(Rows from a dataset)

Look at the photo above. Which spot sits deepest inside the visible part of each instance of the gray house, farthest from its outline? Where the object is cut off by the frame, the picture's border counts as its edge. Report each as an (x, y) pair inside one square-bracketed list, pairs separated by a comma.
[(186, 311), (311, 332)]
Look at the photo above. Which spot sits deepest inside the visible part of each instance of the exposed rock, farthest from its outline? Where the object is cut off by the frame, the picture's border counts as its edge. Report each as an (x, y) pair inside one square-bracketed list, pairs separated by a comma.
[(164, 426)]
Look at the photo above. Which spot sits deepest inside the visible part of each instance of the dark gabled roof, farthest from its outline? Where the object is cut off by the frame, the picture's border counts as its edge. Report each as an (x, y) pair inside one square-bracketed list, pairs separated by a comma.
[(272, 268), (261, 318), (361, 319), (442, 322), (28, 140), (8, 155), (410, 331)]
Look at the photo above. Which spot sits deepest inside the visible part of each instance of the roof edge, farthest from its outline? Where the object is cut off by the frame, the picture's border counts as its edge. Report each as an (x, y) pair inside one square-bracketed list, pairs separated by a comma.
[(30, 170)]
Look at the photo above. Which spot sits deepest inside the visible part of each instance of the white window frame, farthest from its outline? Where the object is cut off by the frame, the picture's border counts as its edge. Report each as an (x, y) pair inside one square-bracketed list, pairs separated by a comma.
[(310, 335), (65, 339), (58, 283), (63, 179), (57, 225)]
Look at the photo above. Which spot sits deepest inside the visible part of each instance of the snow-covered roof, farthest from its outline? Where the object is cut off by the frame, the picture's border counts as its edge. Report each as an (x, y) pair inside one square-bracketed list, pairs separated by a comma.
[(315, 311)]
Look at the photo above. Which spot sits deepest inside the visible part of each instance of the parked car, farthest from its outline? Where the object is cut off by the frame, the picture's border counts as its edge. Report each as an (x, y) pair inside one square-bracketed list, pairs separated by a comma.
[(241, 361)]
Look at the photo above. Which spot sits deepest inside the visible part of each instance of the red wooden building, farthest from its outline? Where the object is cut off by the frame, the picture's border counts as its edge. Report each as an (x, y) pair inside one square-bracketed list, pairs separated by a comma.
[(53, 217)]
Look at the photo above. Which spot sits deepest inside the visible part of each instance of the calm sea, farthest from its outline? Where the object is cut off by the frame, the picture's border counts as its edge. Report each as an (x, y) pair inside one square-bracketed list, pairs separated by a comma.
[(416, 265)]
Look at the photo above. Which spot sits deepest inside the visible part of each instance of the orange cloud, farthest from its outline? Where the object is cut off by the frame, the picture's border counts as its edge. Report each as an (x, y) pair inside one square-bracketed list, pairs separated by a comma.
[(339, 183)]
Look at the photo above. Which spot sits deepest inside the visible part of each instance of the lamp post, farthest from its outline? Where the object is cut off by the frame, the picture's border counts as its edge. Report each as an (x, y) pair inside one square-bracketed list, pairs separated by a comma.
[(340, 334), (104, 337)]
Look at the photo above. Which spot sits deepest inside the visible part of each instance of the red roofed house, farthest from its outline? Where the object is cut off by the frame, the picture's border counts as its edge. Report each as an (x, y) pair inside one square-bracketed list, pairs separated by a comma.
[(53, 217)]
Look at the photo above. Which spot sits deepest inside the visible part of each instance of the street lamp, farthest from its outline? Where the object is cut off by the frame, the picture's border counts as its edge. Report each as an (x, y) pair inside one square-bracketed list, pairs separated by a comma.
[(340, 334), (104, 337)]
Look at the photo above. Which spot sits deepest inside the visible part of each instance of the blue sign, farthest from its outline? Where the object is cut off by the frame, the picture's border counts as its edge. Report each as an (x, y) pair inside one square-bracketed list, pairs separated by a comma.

AIM OF THE TASK:
Please render the stretch of items from the line that contains "the red wooden" through the line that contains "[(416, 265)]" as a numbered list, omitting blank lines and including both ends.

ANSWER TO THE TASK:
1. Look at the photo above. Which spot sits deepest inside the visible part of each instance of the red wooden building, farthest from its outline? Where the object is cut off by the frame, the picture's border counts as its edge. Report each as an (x, y) pair inside one square-bracketed list, pairs separated by a comma.
2. [(53, 217)]
3. Look at the photo above. Which spot sits deepest inside the visible part of each instance of the calm sea, farthest from its outline? Where the object is cut off by the frame, the picture's border counts as its edge. Report each as an (x, y) pair inside one square-bracketed list, pairs separated by a comma.
4. [(416, 265)]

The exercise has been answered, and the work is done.